◆ SUPPLIED TEXT ◆
— Begin —
Suria is very fancy. It’s full of designer shops, and everyone gets dressed up to go there. Everyone wears immaculate outfits to match their immaculate hair and immaculate makeup. They’re probably stylish too, but I’m mostly oblivious to fashion so I wouldn’t know.
It’s the sort of grooming level that this scruffy Australian didn’t even achieve at my own wedding, where I paired my strapless dress with a singlet tan.
So when we staggered into the glorious airconditioning of Suria we, um, stood out. Our ratty running clothes don’t fit in with people that don’t really do activewear, even when they’re being active.
But the REAL problem was the physical state of us after 20-odd kilometres. Kuala Lumpur is equatorial wet tropical. And I don’t know if you’ve ever been for a long run in 30+ degree heat and 70% humidity, but it’s fairly brutal.
There is NO deodorant that can withstand that sort of sweating. There’s no point in wearing any, because it gets washed away in the first ten minutes.
— End —
◆ INFORMATION PROVIDED ◆
— Begin —
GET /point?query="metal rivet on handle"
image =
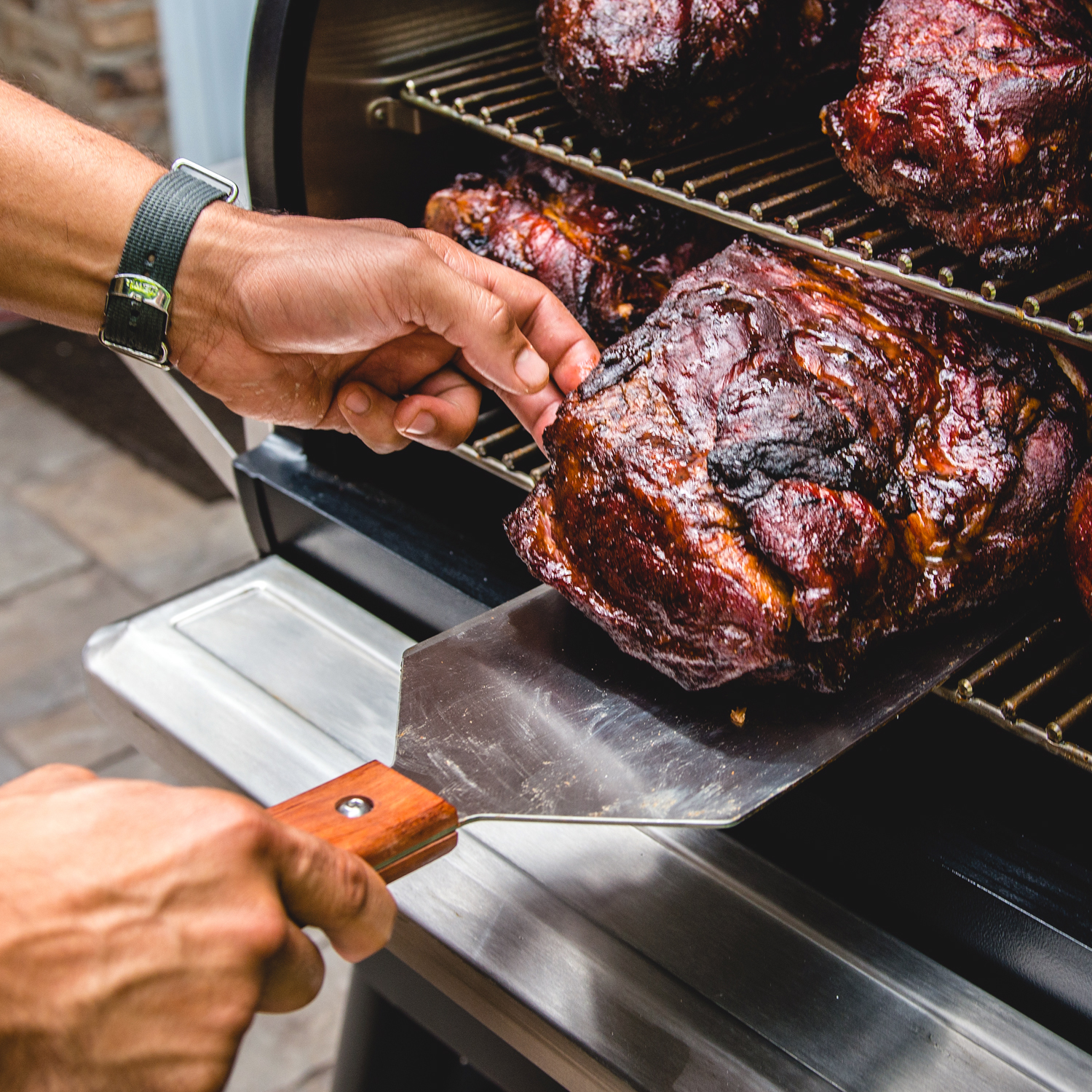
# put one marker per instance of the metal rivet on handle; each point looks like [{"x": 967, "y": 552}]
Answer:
— End —
◆ INSTRUCTION 1 ◆
Answer these from the Suria text:
(a) What is Suria full of?
(b) What did the writer pair the strapless dress with at the wedding?
(c) What humidity level does the text mention for the long run?
◆ INSTRUCTION 2 ◆
Quote the Suria text word for word, taking everything from "It’s the sort" down to "it’s fairly brutal.".

◆ SOLUTION 1 ◆
(a) Designer shops.
(b) A singlet tan.
(c) 70%.

◆ SOLUTION 2 ◆
It’s the sort of grooming level that this scruffy Australian didn’t even achieve at my own wedding, where I paired my strapless dress with a singlet tan.
So when we staggered into the glorious airconditioning of Suria we, um, stood out. Our ratty running clothes don’t fit in with people that don’t really do activewear, even when they’re being active.
But the REAL problem was the physical state of us after 20-odd kilometres. Kuala Lumpur is equatorial wet tropical. And I don’t know if you’ve ever been for a long run in 30+ degree heat and 70% humidity, but it’s fairly brutal.